(Dataset entries)
** Start **

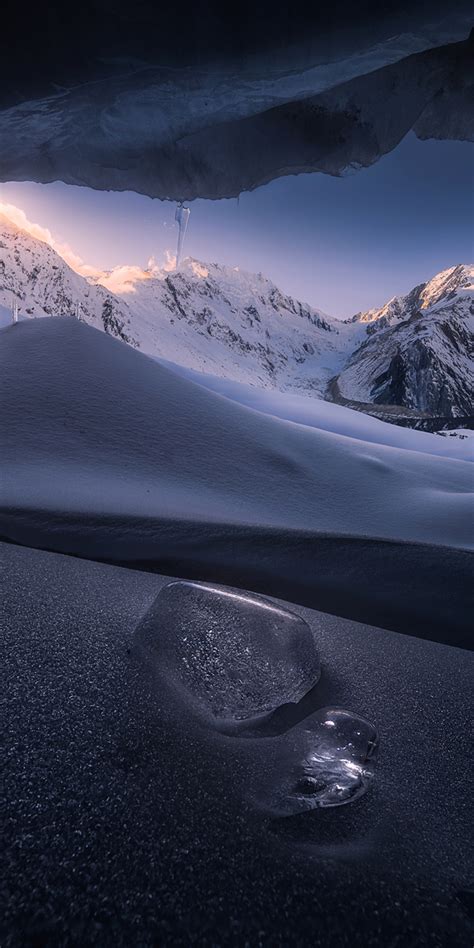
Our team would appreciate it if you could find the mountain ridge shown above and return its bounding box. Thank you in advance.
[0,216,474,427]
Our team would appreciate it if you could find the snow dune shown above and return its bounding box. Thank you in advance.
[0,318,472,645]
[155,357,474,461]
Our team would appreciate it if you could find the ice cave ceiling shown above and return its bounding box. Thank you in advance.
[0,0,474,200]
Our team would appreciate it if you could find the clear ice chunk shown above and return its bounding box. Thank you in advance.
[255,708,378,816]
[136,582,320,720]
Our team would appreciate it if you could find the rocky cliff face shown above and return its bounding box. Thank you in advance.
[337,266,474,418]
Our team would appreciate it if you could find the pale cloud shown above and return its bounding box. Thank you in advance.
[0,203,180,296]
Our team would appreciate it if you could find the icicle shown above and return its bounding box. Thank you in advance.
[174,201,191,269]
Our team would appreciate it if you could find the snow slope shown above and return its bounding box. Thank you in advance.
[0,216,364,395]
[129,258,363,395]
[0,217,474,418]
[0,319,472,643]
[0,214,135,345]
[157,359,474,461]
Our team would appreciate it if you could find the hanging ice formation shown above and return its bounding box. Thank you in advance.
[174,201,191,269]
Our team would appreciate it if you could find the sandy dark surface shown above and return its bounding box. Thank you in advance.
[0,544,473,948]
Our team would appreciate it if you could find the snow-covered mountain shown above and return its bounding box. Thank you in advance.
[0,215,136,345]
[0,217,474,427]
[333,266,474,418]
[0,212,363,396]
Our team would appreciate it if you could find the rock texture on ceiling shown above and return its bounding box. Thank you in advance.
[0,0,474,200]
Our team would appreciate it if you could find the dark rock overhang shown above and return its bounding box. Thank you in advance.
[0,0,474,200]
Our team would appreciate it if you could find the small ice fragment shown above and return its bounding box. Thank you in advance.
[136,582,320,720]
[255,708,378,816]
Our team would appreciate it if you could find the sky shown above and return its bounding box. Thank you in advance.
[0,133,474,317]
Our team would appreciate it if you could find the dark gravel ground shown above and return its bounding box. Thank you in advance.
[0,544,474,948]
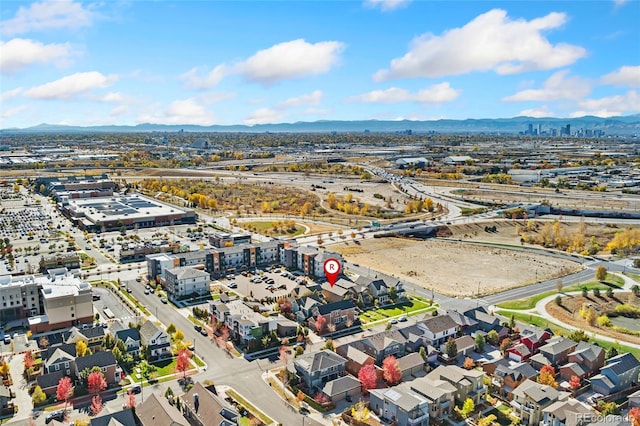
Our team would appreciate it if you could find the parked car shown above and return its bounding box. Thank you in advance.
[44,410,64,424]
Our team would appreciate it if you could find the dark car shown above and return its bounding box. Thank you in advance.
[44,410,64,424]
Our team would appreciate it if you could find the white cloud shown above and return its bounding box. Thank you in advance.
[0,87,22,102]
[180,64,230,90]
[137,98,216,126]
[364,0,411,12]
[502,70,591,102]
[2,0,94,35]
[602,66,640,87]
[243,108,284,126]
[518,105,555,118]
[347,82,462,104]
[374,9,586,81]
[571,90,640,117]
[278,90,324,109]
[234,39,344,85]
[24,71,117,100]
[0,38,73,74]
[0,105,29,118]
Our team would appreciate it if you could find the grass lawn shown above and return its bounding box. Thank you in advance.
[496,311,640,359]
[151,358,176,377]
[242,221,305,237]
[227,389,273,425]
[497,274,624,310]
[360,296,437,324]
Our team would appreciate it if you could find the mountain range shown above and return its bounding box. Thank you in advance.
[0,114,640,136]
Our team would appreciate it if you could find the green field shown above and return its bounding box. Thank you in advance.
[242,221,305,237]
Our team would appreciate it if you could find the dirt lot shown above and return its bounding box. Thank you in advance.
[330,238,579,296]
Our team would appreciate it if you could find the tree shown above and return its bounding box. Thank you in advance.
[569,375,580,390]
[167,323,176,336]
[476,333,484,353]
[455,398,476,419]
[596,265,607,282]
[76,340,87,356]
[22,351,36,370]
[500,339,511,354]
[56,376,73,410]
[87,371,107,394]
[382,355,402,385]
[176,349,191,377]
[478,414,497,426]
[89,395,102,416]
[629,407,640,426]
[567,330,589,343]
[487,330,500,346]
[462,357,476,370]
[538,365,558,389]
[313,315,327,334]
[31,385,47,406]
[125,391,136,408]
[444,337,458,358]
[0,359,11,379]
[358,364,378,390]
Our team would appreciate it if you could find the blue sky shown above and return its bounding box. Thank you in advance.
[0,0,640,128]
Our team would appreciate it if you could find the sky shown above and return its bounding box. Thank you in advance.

** End **

Set problem: From the records, extract every line containing the word "mountain". Case is significant.

Expected answer:
Our team would appreciate it if you could find the mountain ridge shown above and return its bounding box. Thank you in advance.
Our team would appreciate it if you could find the snow-covered mountain shown above and return its bounding box. Thank you in advance.
Our team would appreciate it if you could find the mountain range shown above and return its bounding box. Thank you in advance.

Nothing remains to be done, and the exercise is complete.